→ Document:
= Rigid body =

Physical object which does not deform when forces or moments are exerted on it

The position of a rigid body is determined by the position of its center of mass and by its attitude (at least six parameters in total).

In classical mechanics, a rigid body, also known as a rigid object, is a solid body in which deformation is zero or negligible, when a deforming pressure or deforming force is applied on it. The distance between any two given points on a rigid body remains constant in time regardless of external forces or moments exerted on it. A rigid body is usually considered as a continuous distribution of mass. Mechanics of rigid bodies is a field within mechanics where motions and forces of objects are studied without considering effects that can cause deformation (as opposed to mechanics of materials, where deformable objects are considered).

In the study of special relativity, a perfectly rigid body does not exist; and objects can only be assumed to be rigid if they are not moving near the speed of light, where the mass is infinitely large. In quantum mechanics, a rigid body is usually thought of as a collection of point masses. For instance, molecules (consisting of the point masses: electrons and nuclei) are often seen as rigid bodies (see classification of molecules as rigid rotors).

==Principles==

=== Linear and angular position ===

The position of a rigid body is the position of all the particles of which it is composed. To simplify the description of this position, we exploit the property that the body is rigid, namely that all its particles maintain the same distance relative to each other. If the body is rigid, it is sufficient to describe the position of at least three non-collinear particles. This makes it possible to reconstruct the position of all the other particles, provided that their time-invariant position relative to the three selected particles is known. However, typically a different, mathematically more convenient, but equivalent approach is used. The position of the whole body is represented by:
1. the linear position or position of the body, namely the position of one of the particles of the body, specifically chosen as a reference point (typically coinciding with the center of mass or centroid of the body), together with
2. the angular position (also known as orientation, or attitude) of the body.

Thus, the position of a rigid body has two components: linear and angular, respectively. The same is true for other kinematic and kinetic quantities describing the motion of a rigid body, such as linear and angular velocity, acceleration, momentum, impulse, and kinetic energy.

The linear position can be represented by a vector with its tail at an arbitrary reference point in space (the origin of a chosen coordinate system) and its tip at an arbitrary point of interest on the rigid body, typically coinciding with its center of mass or centroid. This reference point may define the origin of a coordinate system fixed to the body.

→ Exercise objective:
Change "quantum mechanics" to "quantum physics" in the rigid body text between "In the study" and "as rigid rotors).", inclusive, and give that passage again. The data is separate material, unrelated to the rigid body text.

→ Material provided:

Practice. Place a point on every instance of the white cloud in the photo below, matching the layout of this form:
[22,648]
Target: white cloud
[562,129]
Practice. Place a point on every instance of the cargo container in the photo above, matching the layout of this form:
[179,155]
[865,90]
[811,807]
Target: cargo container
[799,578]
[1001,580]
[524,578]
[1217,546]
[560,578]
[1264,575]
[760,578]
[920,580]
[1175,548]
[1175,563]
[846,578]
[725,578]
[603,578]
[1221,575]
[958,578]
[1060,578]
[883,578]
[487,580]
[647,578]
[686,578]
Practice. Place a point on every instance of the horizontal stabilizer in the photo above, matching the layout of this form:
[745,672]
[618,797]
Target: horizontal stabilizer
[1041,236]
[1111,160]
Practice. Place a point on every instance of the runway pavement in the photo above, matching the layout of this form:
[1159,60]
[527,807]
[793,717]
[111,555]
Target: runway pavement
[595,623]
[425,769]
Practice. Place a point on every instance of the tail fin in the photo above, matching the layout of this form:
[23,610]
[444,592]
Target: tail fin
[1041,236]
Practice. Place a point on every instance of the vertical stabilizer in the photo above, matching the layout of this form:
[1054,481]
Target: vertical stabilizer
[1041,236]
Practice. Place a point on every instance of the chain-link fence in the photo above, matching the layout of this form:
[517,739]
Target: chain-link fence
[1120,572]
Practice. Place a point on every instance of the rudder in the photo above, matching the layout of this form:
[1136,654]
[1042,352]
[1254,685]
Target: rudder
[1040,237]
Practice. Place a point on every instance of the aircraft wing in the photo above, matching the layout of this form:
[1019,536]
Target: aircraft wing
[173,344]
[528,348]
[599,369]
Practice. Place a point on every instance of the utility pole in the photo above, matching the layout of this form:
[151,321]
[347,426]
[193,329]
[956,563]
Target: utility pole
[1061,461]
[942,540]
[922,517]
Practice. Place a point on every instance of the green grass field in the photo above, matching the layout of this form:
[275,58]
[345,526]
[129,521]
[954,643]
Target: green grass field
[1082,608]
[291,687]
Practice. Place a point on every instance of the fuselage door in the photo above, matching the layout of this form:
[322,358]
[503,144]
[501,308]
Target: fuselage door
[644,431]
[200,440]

→ Task answer:
In the study of special relativity, a perfectly rigid body does not exist; and objects can only be assumed to be rigid if they are not moving near the speed of light, where the mass is infinitely large. In quantum physics, a rigid body is usually thought of as a collection of point masses. For instance, molecules (consisting of the point masses: electrons and nuclei) are often seen as rigid bodies (see classification of molecules as rigid rotors).